→ **Document excerpt**
Comedian Ian Stone's new book is about his love of Arsenal, and the band Jam- and his schooldays at JFS.

October 22, 2020 12:53
Ian Stone
2 min read

Stand-up comedian, broadcaster and podcaster Ian Stone has just published a book which took me back to my JFS schooldays. To Be Someone is a memoir of growing up Jewish in 1970s and 1980s Britain, telling the story of his twin loves, music (The Jam) and football (Arsenal).

Although Stone is older than I am, much of what he says in the book reminds me of my own time at JFS. Fifteen hundred kids packed into a few concrete buildings half-way up the Camden Road, then one of the less salubrious parts of London. The school we went to was very different from the current one in Kingsbury. Playing fields, a theatre, none of that existed in our day.

[Named-object pointing entries]
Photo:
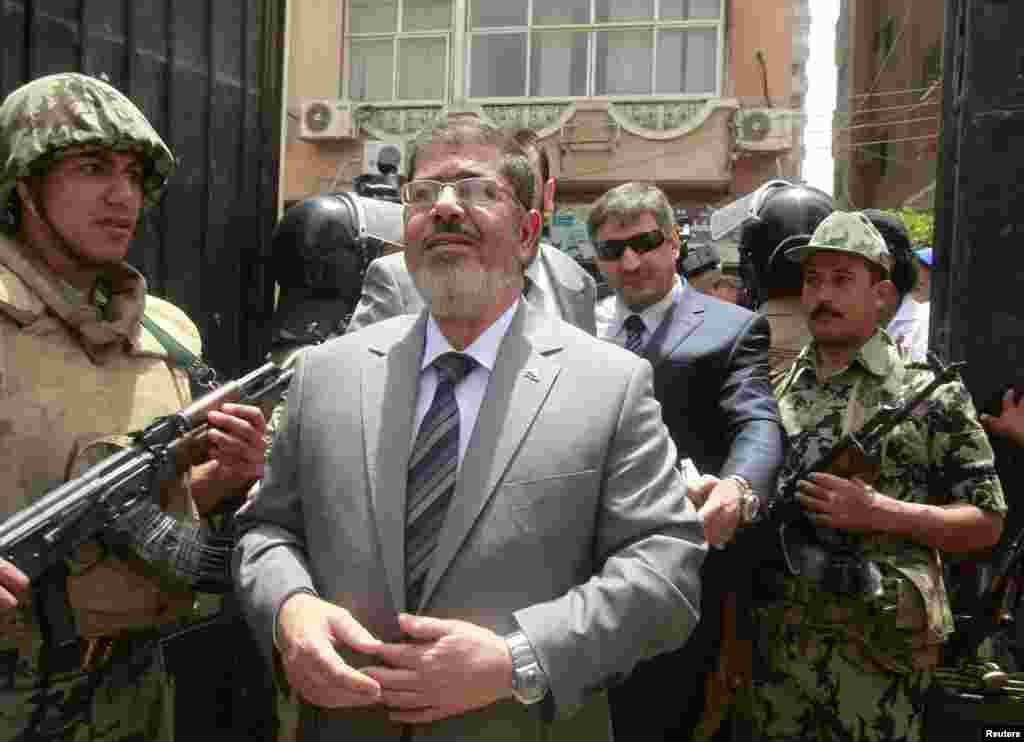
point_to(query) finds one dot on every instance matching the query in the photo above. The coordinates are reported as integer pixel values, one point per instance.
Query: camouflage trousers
(812, 690)
(126, 699)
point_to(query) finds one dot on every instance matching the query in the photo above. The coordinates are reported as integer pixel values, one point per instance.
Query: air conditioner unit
(374, 151)
(765, 129)
(325, 119)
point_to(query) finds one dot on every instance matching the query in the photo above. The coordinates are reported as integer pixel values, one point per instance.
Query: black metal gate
(209, 76)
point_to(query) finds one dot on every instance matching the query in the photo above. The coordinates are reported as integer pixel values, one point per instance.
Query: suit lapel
(517, 388)
(682, 318)
(390, 380)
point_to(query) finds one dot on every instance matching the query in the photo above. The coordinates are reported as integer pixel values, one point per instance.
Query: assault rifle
(996, 608)
(855, 454)
(121, 493)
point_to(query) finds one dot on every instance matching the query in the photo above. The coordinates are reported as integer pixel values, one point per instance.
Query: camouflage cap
(44, 117)
(846, 231)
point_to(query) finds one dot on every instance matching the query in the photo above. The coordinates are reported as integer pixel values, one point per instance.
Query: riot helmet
(777, 216)
(904, 271)
(320, 253)
(385, 185)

→ **Work to complete**
(a) Reproduce word for word the part of the Ian Stone memoir article between "October 22, 2020" and "and football (Arsenal).", inclusive.
(b) Pick up the article on Ian Stone's memoir after its last sentence and carry it further.

→ **Exercise responses**
(a)
October 22, 2020 12:53
Ian Stone
2 min read

Stand-up comedian, broadcaster and podcaster Ian Stone has just published a book which took me back to my JFS schooldays. To Be Someone is a memoir of growing up Jewish in 1970s and 1980s Britain, telling the story of his twin loves, music (The Jam) and football (Arsenal).

(b)
“People forget,” Stone tells me. “It was an inner-city school in Camden.” Pupils like him, who weren’t exceptionally clever or bad, got no encouragement. It was “a place to house us for five years before releasing us into the workforce,” he recalls.

In his book, he describes how, every lunchtime, boys from the neighbouring Holloway School would walk down the road to stand outside JFS to hiss and sieg heil. Did they mean to be antisemitic? “Maybe they just wanted to wind up the Jewish kids.”